Work required: Locate "the orange high-visibility" in the listing. Transcribe the line that contains it and every line that follows, through the last, omitting all pictures.

[START OF Entries shown]

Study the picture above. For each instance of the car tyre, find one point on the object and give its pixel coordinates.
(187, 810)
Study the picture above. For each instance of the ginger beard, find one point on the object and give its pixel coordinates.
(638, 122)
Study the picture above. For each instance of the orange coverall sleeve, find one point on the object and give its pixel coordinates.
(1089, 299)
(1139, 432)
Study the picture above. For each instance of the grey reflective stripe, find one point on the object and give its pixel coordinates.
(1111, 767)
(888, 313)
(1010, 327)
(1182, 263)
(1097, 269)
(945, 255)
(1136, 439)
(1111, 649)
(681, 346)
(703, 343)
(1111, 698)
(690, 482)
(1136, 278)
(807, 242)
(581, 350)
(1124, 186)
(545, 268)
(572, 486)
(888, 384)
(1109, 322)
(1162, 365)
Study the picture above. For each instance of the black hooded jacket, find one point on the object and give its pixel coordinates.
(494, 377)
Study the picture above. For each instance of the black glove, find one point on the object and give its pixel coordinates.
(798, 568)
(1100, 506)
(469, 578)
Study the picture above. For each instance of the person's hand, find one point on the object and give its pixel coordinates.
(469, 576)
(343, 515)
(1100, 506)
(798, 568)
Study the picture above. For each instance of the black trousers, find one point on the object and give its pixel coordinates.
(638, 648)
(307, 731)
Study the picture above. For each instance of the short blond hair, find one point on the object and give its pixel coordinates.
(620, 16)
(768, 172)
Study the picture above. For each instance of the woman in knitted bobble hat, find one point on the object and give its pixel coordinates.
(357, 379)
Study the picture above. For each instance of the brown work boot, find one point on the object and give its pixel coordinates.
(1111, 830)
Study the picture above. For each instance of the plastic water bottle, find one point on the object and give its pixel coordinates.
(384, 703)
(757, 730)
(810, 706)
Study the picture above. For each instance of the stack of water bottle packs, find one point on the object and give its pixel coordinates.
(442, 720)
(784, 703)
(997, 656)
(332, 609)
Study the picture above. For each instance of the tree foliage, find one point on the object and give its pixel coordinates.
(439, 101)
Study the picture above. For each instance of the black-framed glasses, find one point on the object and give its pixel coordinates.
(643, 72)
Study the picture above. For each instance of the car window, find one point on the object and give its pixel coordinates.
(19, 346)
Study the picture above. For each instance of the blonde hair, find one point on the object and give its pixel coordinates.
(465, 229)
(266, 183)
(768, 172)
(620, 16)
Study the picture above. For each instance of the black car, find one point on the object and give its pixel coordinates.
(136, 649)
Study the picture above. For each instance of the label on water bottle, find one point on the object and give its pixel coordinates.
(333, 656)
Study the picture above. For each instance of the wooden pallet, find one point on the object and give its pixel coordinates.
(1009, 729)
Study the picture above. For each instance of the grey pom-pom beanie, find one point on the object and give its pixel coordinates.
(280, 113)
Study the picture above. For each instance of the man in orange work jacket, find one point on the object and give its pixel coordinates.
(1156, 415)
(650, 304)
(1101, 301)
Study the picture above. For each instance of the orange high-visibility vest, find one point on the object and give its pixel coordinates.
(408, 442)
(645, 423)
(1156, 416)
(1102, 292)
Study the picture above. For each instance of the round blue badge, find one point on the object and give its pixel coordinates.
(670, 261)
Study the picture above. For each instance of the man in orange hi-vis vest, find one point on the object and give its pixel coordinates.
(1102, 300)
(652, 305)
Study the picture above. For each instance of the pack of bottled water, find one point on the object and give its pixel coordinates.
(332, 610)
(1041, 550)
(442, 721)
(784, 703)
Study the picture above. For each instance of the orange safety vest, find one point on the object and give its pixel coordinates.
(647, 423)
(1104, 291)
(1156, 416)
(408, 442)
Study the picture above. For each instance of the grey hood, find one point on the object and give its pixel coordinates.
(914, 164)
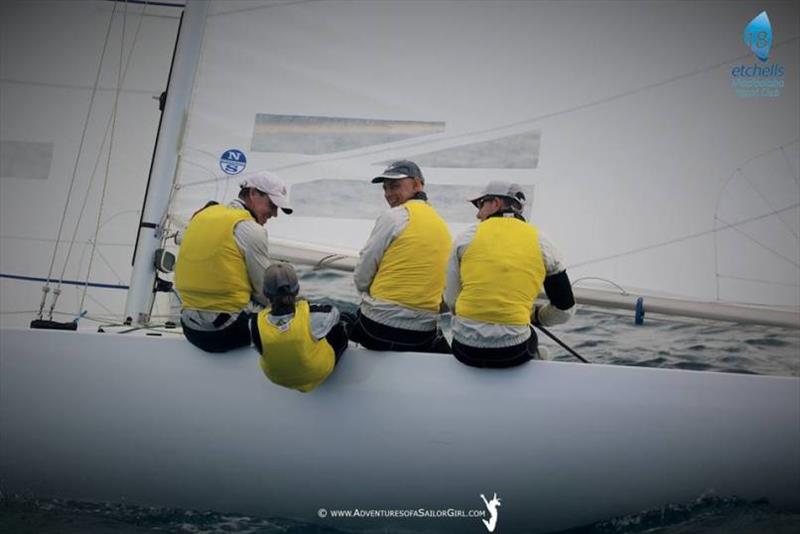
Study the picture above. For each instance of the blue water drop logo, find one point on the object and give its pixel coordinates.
(232, 161)
(758, 36)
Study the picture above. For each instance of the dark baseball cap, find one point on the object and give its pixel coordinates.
(280, 279)
(400, 169)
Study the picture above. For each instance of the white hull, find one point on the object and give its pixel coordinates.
(107, 417)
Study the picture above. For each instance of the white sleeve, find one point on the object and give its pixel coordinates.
(323, 321)
(253, 242)
(548, 314)
(453, 284)
(386, 229)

[END OF Entries shown]

Answer:
Study the picture above. For each instance of the orange high-visibility vest, find one point on the object and give its pixel coordinates.
(408, 442)
(645, 423)
(1156, 416)
(1102, 292)
Study the picture above. For each instance of the round blue badge, find one point on the object and give its pixel coordinates.
(670, 261)
Study the picture above. For each instance of the man in orange hi-vis vest, find one point on the object and give its pixel coordinates.
(1102, 300)
(652, 305)
Study the picture above. For each instance of the pack of bottled water, find one point on the object and give its pixel coordinates.
(332, 610)
(1041, 550)
(442, 721)
(784, 703)
Study the picture above. For each instance of the orange safety vest, find one point on the object and give its pixel coordinates.
(647, 423)
(1104, 291)
(1156, 416)
(408, 442)
Study the picture above. For each instance of the grey hood, find one point on the object and give its pixel coordinates.
(914, 164)
Study the picture above. For each instance of the blue water drop logo, find one point on the object and give its pixel coordinates.
(232, 161)
(758, 36)
Study the picture above. For each instance of the dark baseball cap, find one point on the object and give its pixel coordinates.
(280, 279)
(400, 169)
Study the picture above. For each instance of the white hull, find one point on the object and give its pixel coordinates.
(107, 417)
Study the picture above. For each instance of the white sleeve, find one point on the object and give its pixel coordinates.
(323, 321)
(253, 242)
(548, 314)
(453, 284)
(386, 229)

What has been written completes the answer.